Passage to read
[Begin]

MADDOW: You have a leadership role among congressional Democrats.
When you see Nancy Pelosi and Harry Reid go into that meeting tomorrow with
Mitch McConnell and John Boehner, the president and the vice president,
when they have that very top-tier level meeting tomorrow -- are you
expecting that to just be talks about this in a general way or is that
actually going to be a working meeting where some sort of plan for
retroactively fixing this thing might be announced at the end of that
meeting?

BECERRA: I think, Rachel, that the president is going to try to have
a huddle with congressional leaders and find out, can we get somewhere?
You didn`t like my balanced approach. What can you come up with on the
Republican side?

The Republican bill in the Senate didn`t even get all Republicans to
vote for it. And in the House, as I mentioned, the House Republicans
didn`t even offer a bill for the last 56 days since the beginning of this
calendar year. And so, I think the president probably is going to ask,
what -- where can we go? Is there any room for negotiation? Or are we
just going to go through this brinksmanship all over again?

By the way, that`s why I voted against this so-called fiscal cliff
deal back at the beginning of the year on January 1st, because I knew that
what that deal would do was spawn three more fiscal cliffs -- the one we`re
experiencing now. In the next few weeks, we`re going to have perhaps a
government shutdown if the Republicans try to use that to try to extract
more harmful cuts to very important programs. And then again, we`re going
to deal with, guess what? The debt ceiling limit.

[End]

Recorded information
[Begin]

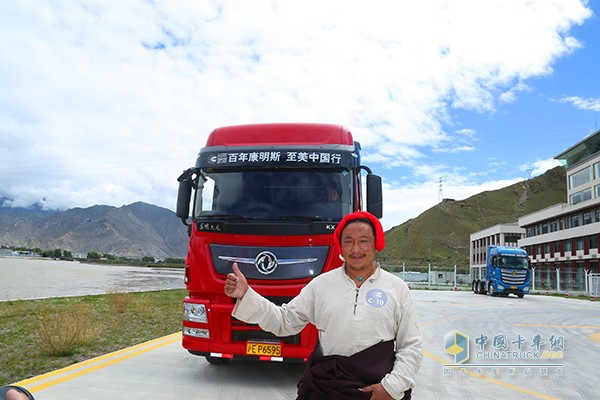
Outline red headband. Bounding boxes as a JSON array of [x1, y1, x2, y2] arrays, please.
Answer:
[[333, 211, 385, 254]]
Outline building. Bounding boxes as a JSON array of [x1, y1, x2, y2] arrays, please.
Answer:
[[518, 130, 600, 291], [469, 222, 525, 271]]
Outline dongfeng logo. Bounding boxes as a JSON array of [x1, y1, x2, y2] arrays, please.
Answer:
[[254, 251, 277, 275]]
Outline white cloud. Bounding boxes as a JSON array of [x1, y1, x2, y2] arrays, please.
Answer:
[[562, 96, 600, 112], [0, 0, 591, 227]]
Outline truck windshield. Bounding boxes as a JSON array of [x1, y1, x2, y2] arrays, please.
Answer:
[[194, 169, 354, 221], [500, 256, 529, 269]]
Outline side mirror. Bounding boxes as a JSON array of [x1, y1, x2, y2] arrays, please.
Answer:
[[175, 169, 193, 225], [0, 385, 35, 400], [367, 173, 383, 218]]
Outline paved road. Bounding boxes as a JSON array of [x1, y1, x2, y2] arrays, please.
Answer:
[[0, 257, 185, 301], [10, 290, 600, 400]]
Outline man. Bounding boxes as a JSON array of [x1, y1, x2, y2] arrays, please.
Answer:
[[225, 212, 423, 400]]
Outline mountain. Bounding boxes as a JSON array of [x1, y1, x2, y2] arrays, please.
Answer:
[[379, 167, 567, 266], [0, 167, 567, 260], [0, 202, 188, 258]]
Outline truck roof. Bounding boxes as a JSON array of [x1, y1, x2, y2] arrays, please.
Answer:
[[206, 123, 354, 147], [488, 246, 527, 255]]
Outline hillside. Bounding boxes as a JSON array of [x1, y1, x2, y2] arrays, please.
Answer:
[[0, 202, 188, 258], [380, 167, 567, 266], [0, 167, 566, 260]]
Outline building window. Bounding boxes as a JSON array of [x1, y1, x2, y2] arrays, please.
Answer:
[[571, 215, 579, 228], [569, 167, 592, 189], [569, 188, 592, 205], [589, 235, 598, 249]]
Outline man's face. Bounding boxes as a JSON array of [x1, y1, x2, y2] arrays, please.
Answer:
[[341, 222, 377, 272]]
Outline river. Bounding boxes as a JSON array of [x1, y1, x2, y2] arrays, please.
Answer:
[[0, 257, 185, 301]]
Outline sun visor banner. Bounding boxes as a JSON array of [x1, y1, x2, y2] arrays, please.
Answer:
[[196, 149, 359, 168]]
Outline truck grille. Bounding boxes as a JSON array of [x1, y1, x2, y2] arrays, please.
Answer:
[[501, 269, 527, 285]]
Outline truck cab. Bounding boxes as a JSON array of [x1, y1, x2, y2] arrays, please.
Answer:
[[471, 246, 531, 298], [177, 124, 382, 363]]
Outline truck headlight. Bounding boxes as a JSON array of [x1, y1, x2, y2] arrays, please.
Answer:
[[183, 303, 208, 324], [183, 326, 210, 339]]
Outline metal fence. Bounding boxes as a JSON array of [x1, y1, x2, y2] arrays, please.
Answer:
[[381, 263, 600, 296]]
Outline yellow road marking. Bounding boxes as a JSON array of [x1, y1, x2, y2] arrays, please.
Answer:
[[423, 351, 560, 400], [13, 332, 181, 392]]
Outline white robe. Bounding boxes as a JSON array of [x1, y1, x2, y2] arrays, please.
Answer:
[[232, 266, 423, 398]]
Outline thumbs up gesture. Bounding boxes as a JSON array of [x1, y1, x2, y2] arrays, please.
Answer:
[[225, 263, 248, 299]]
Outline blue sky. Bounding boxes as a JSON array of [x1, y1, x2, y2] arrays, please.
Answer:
[[0, 0, 600, 229]]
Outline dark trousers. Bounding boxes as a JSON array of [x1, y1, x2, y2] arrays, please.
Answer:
[[296, 341, 412, 400]]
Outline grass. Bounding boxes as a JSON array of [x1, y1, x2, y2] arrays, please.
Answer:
[[0, 289, 186, 386]]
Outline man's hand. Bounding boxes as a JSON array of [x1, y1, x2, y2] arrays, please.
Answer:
[[361, 383, 394, 400], [225, 263, 248, 299]]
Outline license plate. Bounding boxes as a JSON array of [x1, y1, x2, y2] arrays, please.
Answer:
[[246, 342, 281, 357]]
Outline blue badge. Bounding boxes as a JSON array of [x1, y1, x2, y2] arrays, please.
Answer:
[[367, 289, 387, 308]]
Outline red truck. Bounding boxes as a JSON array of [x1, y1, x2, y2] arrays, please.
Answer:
[[177, 124, 382, 364]]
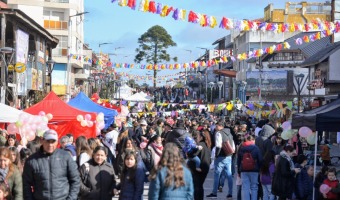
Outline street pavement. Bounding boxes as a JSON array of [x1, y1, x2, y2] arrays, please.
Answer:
[[113, 145, 340, 200]]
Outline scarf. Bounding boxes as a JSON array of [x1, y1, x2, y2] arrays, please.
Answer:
[[280, 151, 295, 170], [0, 167, 9, 180], [151, 143, 163, 156]]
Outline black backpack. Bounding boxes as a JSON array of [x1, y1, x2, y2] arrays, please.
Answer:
[[140, 147, 155, 172]]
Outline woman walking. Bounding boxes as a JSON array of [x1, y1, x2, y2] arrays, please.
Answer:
[[272, 145, 300, 200], [188, 130, 211, 200], [80, 146, 116, 200], [149, 143, 194, 200]]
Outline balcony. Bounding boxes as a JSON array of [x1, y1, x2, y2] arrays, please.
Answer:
[[44, 20, 68, 30], [45, 0, 70, 3], [74, 74, 89, 81]]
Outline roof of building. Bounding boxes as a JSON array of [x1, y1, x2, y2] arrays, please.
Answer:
[[0, 7, 59, 48], [247, 32, 331, 63], [300, 42, 340, 67]]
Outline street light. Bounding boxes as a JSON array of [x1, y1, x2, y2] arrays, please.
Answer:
[[217, 81, 223, 100], [294, 73, 307, 113], [66, 12, 89, 102], [0, 47, 15, 103], [46, 57, 55, 92], [209, 82, 215, 103], [98, 42, 112, 49]]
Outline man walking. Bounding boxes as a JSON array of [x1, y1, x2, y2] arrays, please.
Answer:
[[23, 130, 80, 200], [207, 122, 235, 198]]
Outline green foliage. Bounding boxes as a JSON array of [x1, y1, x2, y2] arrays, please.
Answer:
[[135, 25, 177, 87]]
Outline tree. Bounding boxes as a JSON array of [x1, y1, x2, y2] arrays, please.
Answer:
[[135, 25, 177, 88]]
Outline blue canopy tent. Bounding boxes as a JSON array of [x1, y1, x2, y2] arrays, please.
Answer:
[[68, 92, 118, 129]]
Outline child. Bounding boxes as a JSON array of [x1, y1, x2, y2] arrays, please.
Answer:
[[260, 150, 275, 200], [0, 181, 10, 200], [117, 150, 145, 199], [320, 144, 331, 166], [323, 168, 339, 199], [183, 136, 202, 172]]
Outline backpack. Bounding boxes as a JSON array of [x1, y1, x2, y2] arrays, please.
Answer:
[[140, 147, 155, 172], [241, 151, 256, 171], [221, 129, 235, 156]]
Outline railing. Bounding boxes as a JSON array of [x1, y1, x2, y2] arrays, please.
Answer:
[[44, 20, 68, 30], [45, 0, 70, 3]]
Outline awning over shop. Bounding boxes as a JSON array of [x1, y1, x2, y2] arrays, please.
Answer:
[[214, 69, 236, 78]]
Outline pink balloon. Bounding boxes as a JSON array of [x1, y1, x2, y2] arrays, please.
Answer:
[[97, 123, 105, 130], [7, 123, 18, 135], [281, 121, 292, 130], [96, 128, 100, 136], [139, 142, 146, 149], [87, 121, 93, 127], [299, 126, 313, 137], [320, 184, 331, 194], [85, 114, 91, 120], [80, 120, 87, 127], [26, 131, 35, 141]]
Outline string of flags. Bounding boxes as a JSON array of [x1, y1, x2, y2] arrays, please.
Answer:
[[71, 29, 332, 70], [111, 0, 340, 33]]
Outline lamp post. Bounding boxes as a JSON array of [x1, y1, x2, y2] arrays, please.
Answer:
[[0, 47, 15, 103], [294, 73, 307, 113], [66, 12, 89, 102], [209, 82, 215, 103], [87, 76, 94, 94], [217, 81, 223, 100], [98, 42, 112, 49], [46, 57, 55, 92]]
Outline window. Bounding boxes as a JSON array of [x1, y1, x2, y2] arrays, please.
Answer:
[[52, 35, 68, 56]]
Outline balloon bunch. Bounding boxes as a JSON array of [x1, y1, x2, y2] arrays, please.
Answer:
[[281, 121, 295, 140], [96, 112, 105, 135], [299, 126, 316, 145], [7, 111, 53, 141], [77, 114, 93, 127]]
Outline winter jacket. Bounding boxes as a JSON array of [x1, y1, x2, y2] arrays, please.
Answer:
[[272, 156, 295, 199], [80, 159, 116, 200], [260, 162, 275, 185], [165, 127, 189, 149], [237, 142, 262, 173], [6, 166, 23, 200], [323, 179, 339, 199], [188, 142, 211, 174], [295, 164, 313, 199], [117, 158, 145, 200], [22, 147, 80, 200], [149, 166, 194, 200], [255, 125, 275, 155]]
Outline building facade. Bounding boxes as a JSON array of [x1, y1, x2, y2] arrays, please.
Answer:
[[7, 0, 87, 98], [0, 6, 58, 108]]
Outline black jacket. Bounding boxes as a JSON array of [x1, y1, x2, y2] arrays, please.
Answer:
[[80, 159, 116, 200], [22, 147, 80, 200], [165, 127, 189, 150], [272, 156, 295, 199]]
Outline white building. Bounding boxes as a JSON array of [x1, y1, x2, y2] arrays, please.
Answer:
[[7, 0, 87, 95]]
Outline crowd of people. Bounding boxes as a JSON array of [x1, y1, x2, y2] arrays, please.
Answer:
[[0, 112, 340, 200]]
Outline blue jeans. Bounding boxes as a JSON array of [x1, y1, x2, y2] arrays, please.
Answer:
[[241, 172, 259, 200], [212, 156, 233, 195], [262, 185, 275, 200], [189, 156, 201, 168]]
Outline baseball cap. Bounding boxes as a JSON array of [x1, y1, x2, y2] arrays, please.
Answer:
[[43, 129, 58, 141], [139, 120, 148, 126]]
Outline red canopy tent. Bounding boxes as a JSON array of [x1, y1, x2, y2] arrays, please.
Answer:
[[25, 91, 97, 138]]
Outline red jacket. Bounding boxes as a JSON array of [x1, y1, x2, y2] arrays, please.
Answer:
[[323, 179, 339, 199]]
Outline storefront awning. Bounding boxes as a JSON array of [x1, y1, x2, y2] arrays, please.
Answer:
[[214, 69, 236, 78]]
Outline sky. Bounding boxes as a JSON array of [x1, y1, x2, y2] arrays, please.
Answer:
[[84, 0, 308, 85]]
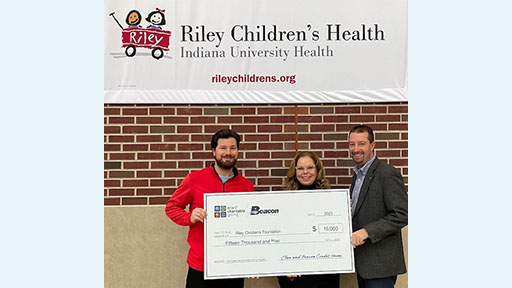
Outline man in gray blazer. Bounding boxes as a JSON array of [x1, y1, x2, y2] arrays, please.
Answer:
[[349, 125, 407, 288]]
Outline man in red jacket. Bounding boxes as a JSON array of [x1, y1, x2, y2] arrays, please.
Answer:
[[165, 129, 254, 288]]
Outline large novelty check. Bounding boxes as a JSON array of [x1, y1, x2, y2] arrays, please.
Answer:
[[204, 189, 354, 279]]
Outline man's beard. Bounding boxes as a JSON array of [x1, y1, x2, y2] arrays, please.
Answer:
[[215, 157, 238, 169]]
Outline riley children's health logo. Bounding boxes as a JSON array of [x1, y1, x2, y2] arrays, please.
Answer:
[[109, 8, 171, 60], [213, 205, 226, 218]]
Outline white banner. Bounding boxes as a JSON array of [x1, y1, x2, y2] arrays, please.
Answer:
[[104, 0, 407, 103]]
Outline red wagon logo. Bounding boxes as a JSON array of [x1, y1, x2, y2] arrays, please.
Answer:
[[122, 27, 171, 59], [109, 8, 171, 59]]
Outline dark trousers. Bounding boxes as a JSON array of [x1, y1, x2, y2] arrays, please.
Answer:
[[186, 267, 244, 288], [277, 274, 340, 288], [357, 274, 396, 288]]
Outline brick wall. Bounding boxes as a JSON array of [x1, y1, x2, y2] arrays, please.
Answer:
[[104, 102, 408, 205]]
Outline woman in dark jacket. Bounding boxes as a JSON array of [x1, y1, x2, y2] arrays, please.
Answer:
[[277, 151, 340, 288]]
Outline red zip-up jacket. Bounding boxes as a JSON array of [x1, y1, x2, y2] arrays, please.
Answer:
[[165, 166, 254, 271]]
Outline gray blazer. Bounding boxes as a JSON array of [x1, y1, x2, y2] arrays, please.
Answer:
[[350, 158, 408, 279]]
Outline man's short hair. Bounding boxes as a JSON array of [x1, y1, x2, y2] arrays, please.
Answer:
[[348, 124, 375, 143], [210, 129, 240, 149]]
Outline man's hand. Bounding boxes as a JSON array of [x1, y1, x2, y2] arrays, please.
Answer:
[[190, 208, 206, 224], [350, 228, 368, 248]]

[End]

Your tasks
**1.** In the interview transcript, rewrite the passage from "When you see" to "we get somewhere?", substituting "summit" for every "meeting".
**2.** According to the interview transcript, why did Becerra vote against the so-called fiscal cliff deal?

Task-by-task outputs
**1.**
When you see Nancy Pelosi and Harry Reid go into that summit tomorrow with
Mitch McConnell and John Boehner, the president and the vice president,
when they have that very top-tier level summit tomorrow -- are you
expecting that to just be talks about this in a general way or is that
actually going to be a working summit where some sort of plan for
retroactively fixing this thing might be announced at the end of that
summit?

BECERRA: I think, Rachel, that the president is going to try to have
a huddle with congressional leaders and find out, can we get somewhere?

**2.** Becerra voted against it because of knowing that the deal would spawn three more fiscal cliffs, including the one being experienced at the time.